C'est l'article 146. Par ce canal, le Traité ouvre réellement la porte à
l'implication des Régions dans le processus de décision communautaire. C'est
ainsi que le ministre-président de la Région wallonne a pu présider le Conseil
"Industrie" pendant la présidence belge de l'Union européenne.
Une autre innovation très
importante du Traité de Maastricht est la mise en place du Comité des Régions.
Composé de 212 membres, celui-ci doit obligatoirement être consulté dans le
domaine de l'enseignement, de la culture, de la santé publique, des réseaux
transeuropéens, ainsi que de la cohésion économique et sociale. Il peut
également être consulté sur d'autres sujets par le Conseil et la Commission, et
émettre des avis sur les points examinées par le Comité économique et social. On
peut partager l'espoir de ceux qui pensent que, à terme, le Comité des Régions
pourra préfigurer un Sénat des Régions, seconde chambre du Parlement européen
et, pour nous Wallons, ça doit être un objectif.
Mais la politique
extérieure de la Région wallonne ne se limite pas à l'Union européenne, même
s'il est vrai que les relations existant entre notre région et l'Union
constituent 80 % du commerce extérieur wallon.

Données fournies
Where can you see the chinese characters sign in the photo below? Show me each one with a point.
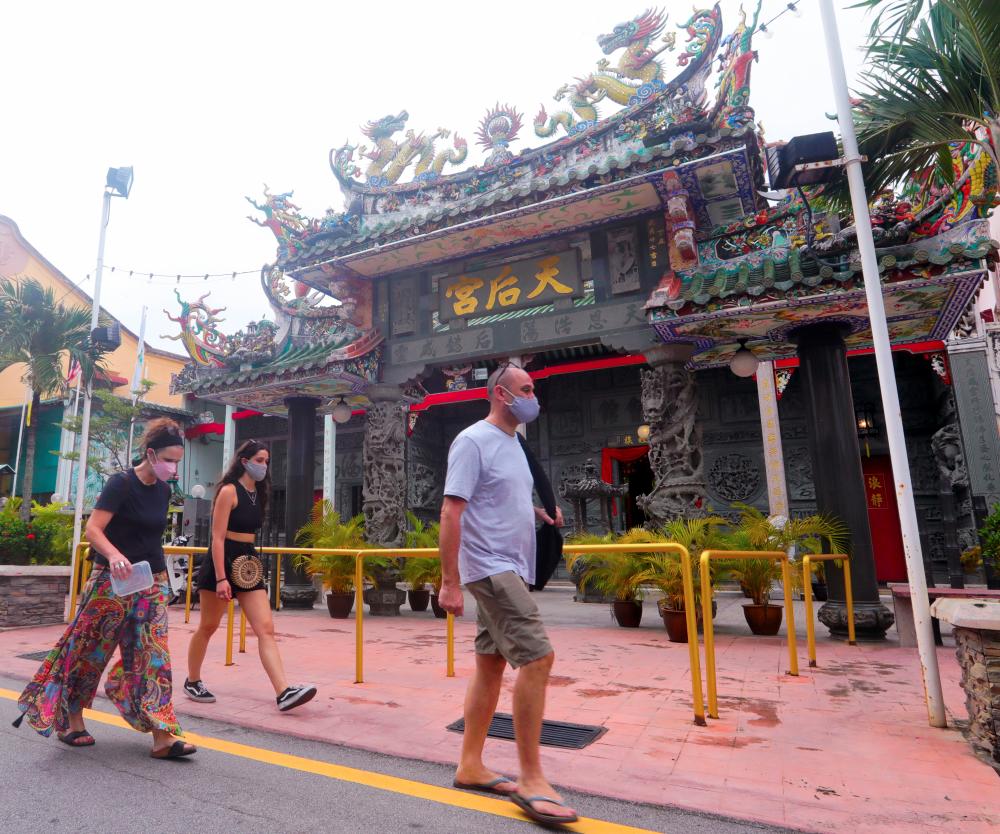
(875, 492)
(977, 414)
(528, 283)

Consigne
Recopiez l'extrait sur la Région wallonne de « C'est l'article 146. » jusqu'à « de l'Union européenne. » inclus, en substituant « chef du gouvernement » à « ministre-président ». Les données n'interviennent pas dans ce travail.

Réponse rédigée
C'est l'article 146. Par ce canal, le Traité ouvre réellement la porte à
l'implication des Régions dans le processus de décision communautaire. C'est
ainsi que le chef du gouvernement de la Région wallonne a pu présider le Conseil
"Industrie" pendant la présidence belge de l'Union européenne.